-- The request --
Produce an exact copy of all the data below, dropping every image.

-- Entries supplied --
========

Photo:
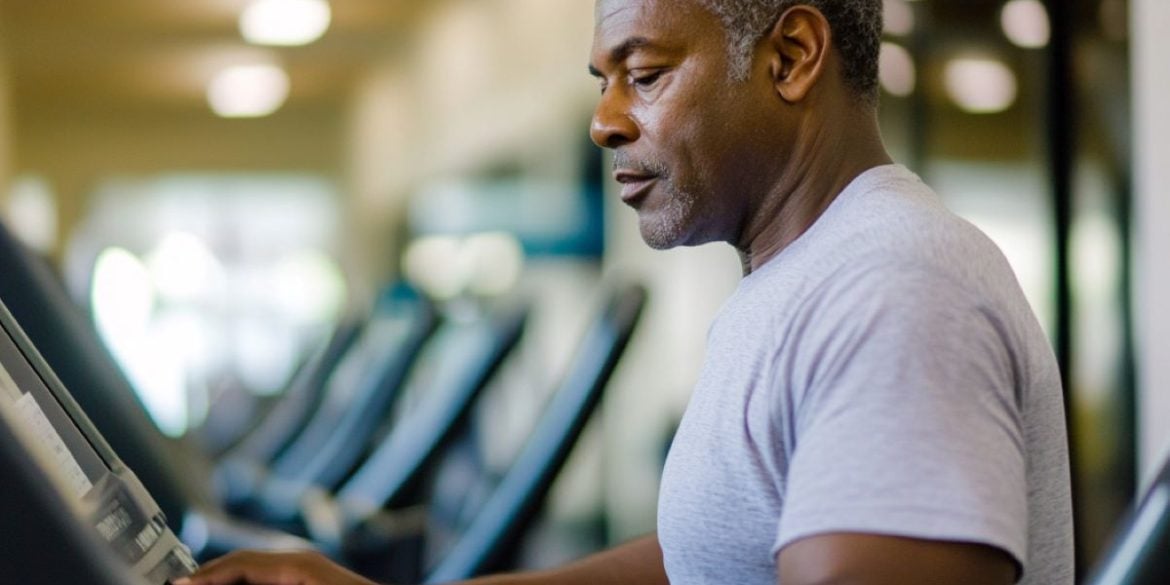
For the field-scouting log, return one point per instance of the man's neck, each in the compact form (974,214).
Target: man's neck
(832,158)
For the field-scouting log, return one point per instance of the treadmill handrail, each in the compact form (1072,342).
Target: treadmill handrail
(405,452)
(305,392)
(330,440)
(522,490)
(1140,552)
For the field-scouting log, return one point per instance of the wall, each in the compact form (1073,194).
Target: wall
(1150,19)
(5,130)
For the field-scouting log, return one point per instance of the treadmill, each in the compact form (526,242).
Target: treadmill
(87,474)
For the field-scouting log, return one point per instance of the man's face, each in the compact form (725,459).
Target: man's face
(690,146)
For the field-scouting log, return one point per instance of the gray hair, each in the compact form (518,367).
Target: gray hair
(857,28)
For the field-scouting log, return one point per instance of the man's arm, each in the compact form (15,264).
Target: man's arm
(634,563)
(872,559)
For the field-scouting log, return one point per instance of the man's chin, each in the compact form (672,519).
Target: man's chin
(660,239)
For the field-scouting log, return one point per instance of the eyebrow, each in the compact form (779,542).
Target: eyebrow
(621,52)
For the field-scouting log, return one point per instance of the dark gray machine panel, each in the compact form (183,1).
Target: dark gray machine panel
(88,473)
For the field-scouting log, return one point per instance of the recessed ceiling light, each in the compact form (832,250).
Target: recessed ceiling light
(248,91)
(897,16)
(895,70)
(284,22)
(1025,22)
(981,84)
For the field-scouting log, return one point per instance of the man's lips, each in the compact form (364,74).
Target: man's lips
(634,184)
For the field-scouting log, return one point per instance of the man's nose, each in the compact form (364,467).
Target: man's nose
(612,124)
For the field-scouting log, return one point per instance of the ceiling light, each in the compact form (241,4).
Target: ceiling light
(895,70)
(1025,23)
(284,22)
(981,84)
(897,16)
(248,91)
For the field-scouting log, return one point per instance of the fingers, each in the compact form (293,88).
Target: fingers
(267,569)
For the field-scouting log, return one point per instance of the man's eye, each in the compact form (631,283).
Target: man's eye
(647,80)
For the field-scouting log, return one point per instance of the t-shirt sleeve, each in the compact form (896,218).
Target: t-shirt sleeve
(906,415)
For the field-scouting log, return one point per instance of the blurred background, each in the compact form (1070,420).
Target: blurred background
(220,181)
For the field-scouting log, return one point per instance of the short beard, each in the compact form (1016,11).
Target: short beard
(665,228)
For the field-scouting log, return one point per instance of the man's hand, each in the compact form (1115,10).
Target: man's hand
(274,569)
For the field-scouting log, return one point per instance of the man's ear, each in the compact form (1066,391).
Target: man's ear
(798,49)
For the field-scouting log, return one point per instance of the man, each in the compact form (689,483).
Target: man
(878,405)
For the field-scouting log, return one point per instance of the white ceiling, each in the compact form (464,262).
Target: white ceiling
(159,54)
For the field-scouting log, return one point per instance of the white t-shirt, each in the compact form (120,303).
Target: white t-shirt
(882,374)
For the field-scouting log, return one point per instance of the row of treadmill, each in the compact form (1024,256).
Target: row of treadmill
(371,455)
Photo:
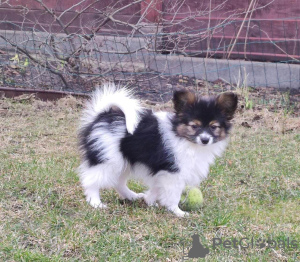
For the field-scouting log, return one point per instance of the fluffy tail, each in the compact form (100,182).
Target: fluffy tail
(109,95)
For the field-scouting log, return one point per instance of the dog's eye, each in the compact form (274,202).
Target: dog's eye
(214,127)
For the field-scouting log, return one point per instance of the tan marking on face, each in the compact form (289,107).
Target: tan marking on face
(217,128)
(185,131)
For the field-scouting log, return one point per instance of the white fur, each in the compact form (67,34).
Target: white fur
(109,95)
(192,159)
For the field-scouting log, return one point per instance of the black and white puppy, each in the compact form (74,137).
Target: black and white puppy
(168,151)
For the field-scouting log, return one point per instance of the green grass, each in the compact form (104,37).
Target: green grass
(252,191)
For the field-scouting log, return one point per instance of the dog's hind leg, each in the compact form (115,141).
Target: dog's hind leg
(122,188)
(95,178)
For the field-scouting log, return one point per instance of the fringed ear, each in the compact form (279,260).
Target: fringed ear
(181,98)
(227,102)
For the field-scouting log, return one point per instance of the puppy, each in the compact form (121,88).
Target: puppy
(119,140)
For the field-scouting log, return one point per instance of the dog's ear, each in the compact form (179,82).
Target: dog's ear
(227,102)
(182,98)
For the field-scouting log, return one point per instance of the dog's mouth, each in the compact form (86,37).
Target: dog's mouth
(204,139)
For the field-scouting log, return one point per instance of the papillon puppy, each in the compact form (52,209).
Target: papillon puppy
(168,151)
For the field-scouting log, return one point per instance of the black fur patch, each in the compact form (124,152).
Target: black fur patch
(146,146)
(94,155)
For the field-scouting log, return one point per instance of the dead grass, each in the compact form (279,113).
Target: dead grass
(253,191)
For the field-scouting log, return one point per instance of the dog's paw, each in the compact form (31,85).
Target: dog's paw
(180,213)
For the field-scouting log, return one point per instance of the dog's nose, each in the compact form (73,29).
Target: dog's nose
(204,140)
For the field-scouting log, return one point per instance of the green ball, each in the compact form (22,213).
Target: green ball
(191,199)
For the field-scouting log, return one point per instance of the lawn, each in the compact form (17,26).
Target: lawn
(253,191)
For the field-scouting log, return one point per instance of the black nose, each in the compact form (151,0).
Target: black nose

========

-- Exercise output --
Photo:
For the field-scouting log, return one point per instance of the man's neck, each in the compact form (974,214).
Target: man's neck
(832,158)
For the field-scouting log, return one point per instance of the treadmill handrail, each in the compact form (1072,342).
Target: treadmill handrail
(405,452)
(305,392)
(330,440)
(522,490)
(1140,552)
For the field-scouting log, return one point per instance of the wall, each in the compact form (1073,194).
Target: wall
(1150,19)
(5,130)
For the field-scouting log, return one point per instance of the treadmill, each in the compact form (526,242).
Target: treadmill
(87,474)
For the field-scouting log, return one point per instance of the man's face, each in the compact form (725,459).
Target: man's face
(690,146)
For the field-scouting log, return one point per instance of the gray hair, each in the compact form (518,367).
Target: gray hair
(857,28)
For the field-scouting log, return one point per instance of the man's arm, each in the compact form (15,264).
Target: man's arm
(634,563)
(872,559)
For the field-scouting log, return one point per instance of the man's chin, each in the compact form (672,519).
Target: man's chin
(660,239)
For the field-scouting log, return one point per instance of the eyebrow, each in the compact form (779,542).
Target: eyebrow
(621,52)
For the field-scouting log, return one point per instance of the dark gray machine panel, each in the compact form (183,1).
Target: dark gray machine panel
(88,473)
For the field-scouting log, return one point per instance of the recessed ceiling light, each in the compact form (832,250).
Target: recessed ceiling light
(248,91)
(897,16)
(895,70)
(284,22)
(1025,22)
(981,84)
For the field-scouting log, return one point per instance of the man's lips, each in the compact form (364,74).
Target: man's lips
(634,184)
For the field-scouting log, return one point per instance of the man's nose, each in the compact form (364,467).
Target: man's nose
(612,124)
For the field-scouting log, return one point per instance of the ceiling light, each in the compact form (241,4).
Target: ceiling light
(895,70)
(1025,23)
(284,22)
(981,84)
(897,16)
(248,91)
For the field-scouting log, return one point per instance of the fingers, each in the compact form (293,88).
Target: fingers
(267,569)
For the field-scouting log, return one point per instance of the man's eye, each in the compact form (631,283).
Target: man's eye
(647,80)
For the field-scouting log, return one point per instance of the t-shirt sleeve, each in the compact form (896,218).
Target: t-shirt sleeve
(906,415)
For the field-scouting log, return one point per instance of the blurred background, each in the compact form (1070,420).
Target: blurred background
(220,181)
For the field-scouting log, return one point per instance of the short beard, each in the compact form (1016,11).
Target: short beard
(665,228)
For the field-scouting log, return one point per instance of the man's hand, each in the compact form (1115,10).
Target: man's hand
(274,569)
For the field-scouting log, return one point per instance of the man's ear, each in the compact form (1066,391).
Target: man's ear
(798,49)
For the field-scouting log, return one point per instance of the man, each in the compact form (689,483).
Target: man
(878,405)
For the field-scouting log, return one point per instance of the white ceiling, each in the compact form (464,262).
Target: white ceiling
(159,54)
For the field-scouting log, return one point per instance of the white t-shirt, each in the compact form (120,303).
Target: white t-shirt
(882,374)
For the field-scouting log, return one point per instance of the row of treadmill, each in the compact form (1024,256).
Target: row of treadmill
(371,455)
Photo:
For the field-scouting log, return one point per instance of the fluffy tail, each in the compact form (100,182).
Target: fluffy tail
(109,95)
For the field-scouting log, return one point per instance of the dog's eye, each in the compact form (274,202).
Target: dog's eye
(214,127)
For the field-scouting log, return one point per instance of the tan marking on face, each in the compact form (289,107).
Target: tan marking on face
(217,128)
(185,131)
For the field-scouting log, return one point per instance of the white fur, each in the compact form (67,34).
Target: white fur
(109,95)
(192,159)
For the field-scouting log, return one point per instance of the black and white puppy, each in the compact form (74,137).
Target: black and white puppy
(168,151)
For the field-scouting log, return one point per instance of the green grass, each in the compact form (104,37).
Target: green grass
(252,191)
For the field-scouting log, return one point per instance of the dog's hind leg, each in the compact form (115,141).
Target: dog's hind leg
(122,188)
(95,178)
For the field-scouting log, return one point per instance of the fringed ear, each in the compact form (279,260).
Target: fringed ear
(181,98)
(227,102)
For the field-scouting log, return one point per instance of the puppy, each in the compact form (121,88).
Target: puppy
(119,140)
For the field-scouting log, return one point per instance of the dog's ear, each in the compact form (179,82).
Target: dog's ear
(227,102)
(182,98)
For the field-scouting log, return one point per instance of the dog's mouth, each in the compact form (86,37).
Target: dog's mouth
(204,139)
For the field-scouting log, return one point per instance of the papillon puppy, each in the compact form (52,209).
Target: papillon puppy
(168,151)
For the field-scouting log, return one point per instance of the black fur patch, each in the compact form (124,152).
Target: black fur patch
(146,146)
(94,155)
For the field-scouting log, return one point per instance of the dead grass, each in the compact form (279,113).
Target: dead grass
(253,191)
For the field-scouting log, return one point per instance of the dog's paw, each in the compact form (31,85).
Target: dog's paw
(180,213)
For the field-scouting log, return one point per instance of the dog's nose, each in the compact form (73,29).
Target: dog's nose
(204,140)
For the field-scouting log, return one point per instance of the green ball, each in the compact form (22,213).
Target: green ball
(191,199)
For the field-scouting log, return one point per instance of the lawn, each in the compact form (17,26).
Target: lawn
(253,191)
For the field-scouting log, return one point per instance of the black nose, each in the compact form (151,0).
Target: black nose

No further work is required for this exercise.